*To do*
Revise the data from the line with "Do not take my word for it — the air" up to and including the line with "440 86 475 101", changing "air vent" to "ceiling vent" and leaving everything else as it stands. Return only those lines.

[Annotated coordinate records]
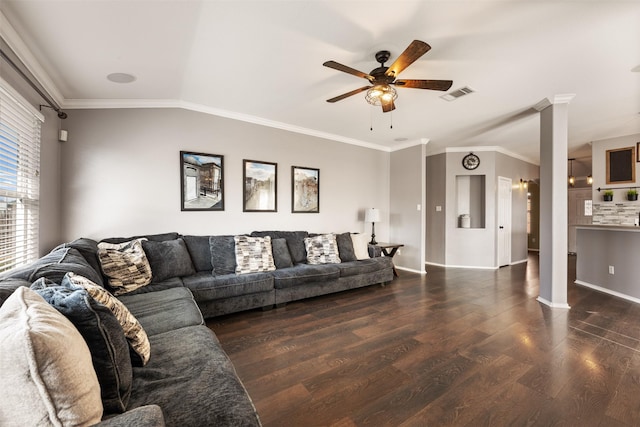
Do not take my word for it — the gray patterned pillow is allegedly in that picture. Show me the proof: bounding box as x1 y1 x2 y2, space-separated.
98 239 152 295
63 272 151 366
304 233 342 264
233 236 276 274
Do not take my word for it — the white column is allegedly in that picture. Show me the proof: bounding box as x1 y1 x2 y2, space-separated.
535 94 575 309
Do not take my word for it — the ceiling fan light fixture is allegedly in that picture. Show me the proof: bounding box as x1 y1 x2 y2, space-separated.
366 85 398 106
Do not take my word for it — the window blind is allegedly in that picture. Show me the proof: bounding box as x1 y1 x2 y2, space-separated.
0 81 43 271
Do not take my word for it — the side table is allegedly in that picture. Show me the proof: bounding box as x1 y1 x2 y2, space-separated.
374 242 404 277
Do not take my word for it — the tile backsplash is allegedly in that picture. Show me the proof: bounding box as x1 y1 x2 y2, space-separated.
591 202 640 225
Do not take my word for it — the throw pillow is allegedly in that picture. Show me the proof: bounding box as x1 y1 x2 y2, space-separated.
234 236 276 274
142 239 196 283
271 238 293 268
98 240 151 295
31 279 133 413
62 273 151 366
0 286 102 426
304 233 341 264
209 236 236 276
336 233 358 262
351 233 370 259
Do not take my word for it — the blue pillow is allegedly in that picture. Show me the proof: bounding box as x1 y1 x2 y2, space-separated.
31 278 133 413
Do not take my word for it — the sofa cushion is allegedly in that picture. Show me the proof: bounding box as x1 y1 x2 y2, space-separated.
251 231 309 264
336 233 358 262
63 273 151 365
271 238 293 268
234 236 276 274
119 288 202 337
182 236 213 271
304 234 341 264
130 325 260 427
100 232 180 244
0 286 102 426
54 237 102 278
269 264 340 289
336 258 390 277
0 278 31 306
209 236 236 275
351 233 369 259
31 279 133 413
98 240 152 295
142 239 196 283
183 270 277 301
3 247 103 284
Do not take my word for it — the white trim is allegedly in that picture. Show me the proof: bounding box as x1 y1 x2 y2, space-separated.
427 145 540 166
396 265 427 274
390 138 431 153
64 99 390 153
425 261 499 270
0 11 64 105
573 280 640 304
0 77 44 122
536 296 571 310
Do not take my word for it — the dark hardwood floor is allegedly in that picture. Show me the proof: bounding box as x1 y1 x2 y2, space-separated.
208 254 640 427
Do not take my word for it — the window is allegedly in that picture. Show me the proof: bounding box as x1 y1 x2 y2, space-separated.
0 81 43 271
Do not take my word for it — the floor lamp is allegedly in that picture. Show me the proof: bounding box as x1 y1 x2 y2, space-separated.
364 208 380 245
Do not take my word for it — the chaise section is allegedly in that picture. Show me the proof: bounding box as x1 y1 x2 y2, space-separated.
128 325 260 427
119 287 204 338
...
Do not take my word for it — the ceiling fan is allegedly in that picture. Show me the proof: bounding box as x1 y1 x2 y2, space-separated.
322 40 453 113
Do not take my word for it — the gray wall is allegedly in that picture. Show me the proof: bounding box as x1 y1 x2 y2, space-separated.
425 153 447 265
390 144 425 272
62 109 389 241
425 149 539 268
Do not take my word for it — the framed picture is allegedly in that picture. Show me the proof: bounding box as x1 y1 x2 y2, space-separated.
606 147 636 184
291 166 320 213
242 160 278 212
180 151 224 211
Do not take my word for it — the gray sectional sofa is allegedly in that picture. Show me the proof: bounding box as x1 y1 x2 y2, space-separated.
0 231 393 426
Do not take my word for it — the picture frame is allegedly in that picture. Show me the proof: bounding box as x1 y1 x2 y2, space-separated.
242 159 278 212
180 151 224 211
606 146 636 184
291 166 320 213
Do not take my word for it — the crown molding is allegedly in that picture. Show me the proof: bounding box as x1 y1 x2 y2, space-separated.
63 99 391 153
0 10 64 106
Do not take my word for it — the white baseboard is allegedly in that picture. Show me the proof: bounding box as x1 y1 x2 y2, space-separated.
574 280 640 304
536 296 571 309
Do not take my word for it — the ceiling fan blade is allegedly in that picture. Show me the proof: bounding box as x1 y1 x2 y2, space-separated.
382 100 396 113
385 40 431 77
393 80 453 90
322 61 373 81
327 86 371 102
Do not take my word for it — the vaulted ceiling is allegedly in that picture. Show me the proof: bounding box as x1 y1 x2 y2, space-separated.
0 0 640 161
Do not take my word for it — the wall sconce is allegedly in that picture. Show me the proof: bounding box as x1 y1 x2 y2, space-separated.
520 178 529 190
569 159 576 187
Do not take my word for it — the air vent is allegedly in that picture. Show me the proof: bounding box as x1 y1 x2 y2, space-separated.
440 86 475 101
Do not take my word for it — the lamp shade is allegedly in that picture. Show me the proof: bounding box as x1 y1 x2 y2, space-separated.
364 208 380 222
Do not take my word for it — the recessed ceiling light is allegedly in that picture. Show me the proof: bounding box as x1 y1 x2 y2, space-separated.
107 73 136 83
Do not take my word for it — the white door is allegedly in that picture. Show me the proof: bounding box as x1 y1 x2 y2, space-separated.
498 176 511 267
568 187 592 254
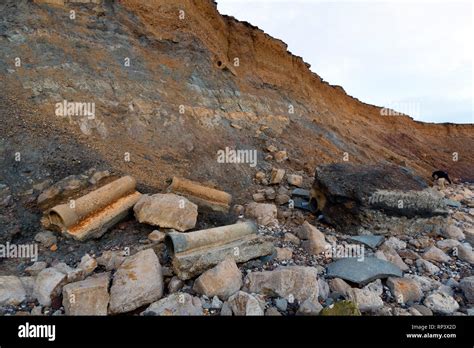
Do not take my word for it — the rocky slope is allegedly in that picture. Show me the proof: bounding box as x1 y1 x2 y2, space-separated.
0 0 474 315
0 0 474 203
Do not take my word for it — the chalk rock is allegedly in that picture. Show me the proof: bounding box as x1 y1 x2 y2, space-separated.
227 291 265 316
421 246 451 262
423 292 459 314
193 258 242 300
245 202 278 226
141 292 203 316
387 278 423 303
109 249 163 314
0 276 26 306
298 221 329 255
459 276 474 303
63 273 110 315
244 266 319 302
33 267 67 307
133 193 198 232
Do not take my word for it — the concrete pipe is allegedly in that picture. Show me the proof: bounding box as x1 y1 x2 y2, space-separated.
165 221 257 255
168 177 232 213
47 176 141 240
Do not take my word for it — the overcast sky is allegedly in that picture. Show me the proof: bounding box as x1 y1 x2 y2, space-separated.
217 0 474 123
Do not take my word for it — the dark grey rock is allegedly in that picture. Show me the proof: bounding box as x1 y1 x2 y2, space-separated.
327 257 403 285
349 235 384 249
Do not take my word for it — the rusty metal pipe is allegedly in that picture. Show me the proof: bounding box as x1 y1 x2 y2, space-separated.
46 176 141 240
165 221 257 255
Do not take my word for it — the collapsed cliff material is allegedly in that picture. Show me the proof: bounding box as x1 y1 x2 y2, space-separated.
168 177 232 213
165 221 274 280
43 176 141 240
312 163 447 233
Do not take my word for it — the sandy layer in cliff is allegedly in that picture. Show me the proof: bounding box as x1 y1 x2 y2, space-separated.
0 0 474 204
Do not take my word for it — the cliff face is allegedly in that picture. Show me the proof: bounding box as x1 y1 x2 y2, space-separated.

*The output*
Do not take my word for it — the ceiling vent is allegedly in that picture. Show me the proof: bounding box as x1 y1 x2 y2, space-separated.
440 86 475 101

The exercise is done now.